EXCERPTED RECORDS:
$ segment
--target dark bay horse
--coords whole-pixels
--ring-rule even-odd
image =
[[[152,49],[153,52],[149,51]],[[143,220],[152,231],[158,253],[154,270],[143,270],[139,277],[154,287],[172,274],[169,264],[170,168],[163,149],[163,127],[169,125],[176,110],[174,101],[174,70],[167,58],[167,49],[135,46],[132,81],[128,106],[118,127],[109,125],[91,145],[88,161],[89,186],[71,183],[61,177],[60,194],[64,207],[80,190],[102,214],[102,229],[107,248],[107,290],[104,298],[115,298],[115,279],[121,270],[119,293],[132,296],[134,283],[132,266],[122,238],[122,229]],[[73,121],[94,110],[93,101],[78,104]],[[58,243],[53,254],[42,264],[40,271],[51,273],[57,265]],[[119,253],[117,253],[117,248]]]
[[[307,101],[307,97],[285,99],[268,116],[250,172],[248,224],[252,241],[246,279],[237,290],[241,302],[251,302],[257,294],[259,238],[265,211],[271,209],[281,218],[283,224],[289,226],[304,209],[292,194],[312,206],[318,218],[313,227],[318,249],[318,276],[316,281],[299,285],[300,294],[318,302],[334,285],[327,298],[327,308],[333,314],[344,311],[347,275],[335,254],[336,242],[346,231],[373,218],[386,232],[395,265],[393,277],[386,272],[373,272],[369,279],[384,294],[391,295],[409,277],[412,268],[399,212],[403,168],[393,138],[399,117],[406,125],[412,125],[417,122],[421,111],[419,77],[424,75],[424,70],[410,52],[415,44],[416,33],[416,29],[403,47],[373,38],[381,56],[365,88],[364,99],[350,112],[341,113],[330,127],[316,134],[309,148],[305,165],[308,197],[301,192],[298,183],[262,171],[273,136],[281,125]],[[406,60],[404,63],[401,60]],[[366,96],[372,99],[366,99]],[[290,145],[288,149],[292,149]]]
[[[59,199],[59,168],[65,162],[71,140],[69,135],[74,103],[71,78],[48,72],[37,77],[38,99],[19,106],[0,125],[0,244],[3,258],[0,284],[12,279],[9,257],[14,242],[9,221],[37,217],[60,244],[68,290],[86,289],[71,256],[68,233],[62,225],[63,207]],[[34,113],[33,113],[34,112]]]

REQUEST: Rewrite the data with "even-odd" changed to "nonzero", keeping everything else the same.

FINAL RESULT:
$ segment
--target dark bay horse
--coords whole-pixels
--ring-rule nonzero
image =
[[[152,49],[153,52],[149,51]],[[143,220],[152,231],[158,253],[154,270],[143,270],[139,277],[154,287],[172,274],[169,264],[170,168],[163,149],[163,127],[169,125],[176,110],[174,101],[174,70],[167,58],[167,49],[135,46],[132,81],[128,106],[118,127],[109,125],[91,145],[88,161],[89,186],[71,183],[61,177],[60,194],[64,207],[80,190],[102,214],[102,229],[107,248],[107,290],[104,298],[115,298],[115,279],[121,270],[119,293],[132,296],[134,283],[132,266],[122,238],[122,229]],[[73,121],[94,110],[93,101],[78,104]],[[58,243],[53,254],[42,264],[40,271],[51,273],[57,265]],[[119,253],[117,253],[117,248]]]
[[[307,101],[307,97],[285,99],[268,116],[250,172],[248,224],[252,241],[246,279],[237,290],[241,302],[251,302],[257,294],[259,238],[265,211],[271,209],[281,218],[283,224],[289,226],[304,209],[292,194],[312,206],[318,218],[313,227],[318,249],[318,276],[316,281],[299,285],[300,294],[318,302],[334,285],[327,298],[327,308],[333,314],[344,311],[347,275],[335,254],[336,242],[346,231],[373,218],[386,232],[395,265],[393,277],[386,272],[373,272],[369,279],[384,294],[391,295],[409,277],[412,268],[399,212],[403,168],[393,138],[399,117],[406,125],[412,125],[417,122],[421,111],[419,77],[424,75],[424,70],[410,52],[415,44],[416,33],[416,29],[403,47],[373,38],[381,56],[365,88],[364,99],[350,112],[341,113],[330,127],[316,134],[309,148],[305,165],[308,197],[301,192],[298,183],[262,171],[273,136],[281,125]],[[406,60],[404,63],[401,60]],[[366,96],[372,99],[366,99]],[[290,145],[288,149],[292,149]]]
[[[59,199],[59,168],[65,162],[71,140],[69,135],[74,103],[71,78],[48,72],[37,77],[38,99],[19,106],[0,125],[0,244],[3,258],[0,284],[12,279],[9,257],[14,242],[9,221],[37,217],[60,244],[68,290],[86,289],[71,256],[68,233],[62,225],[63,207]],[[34,113],[33,113],[34,112]]]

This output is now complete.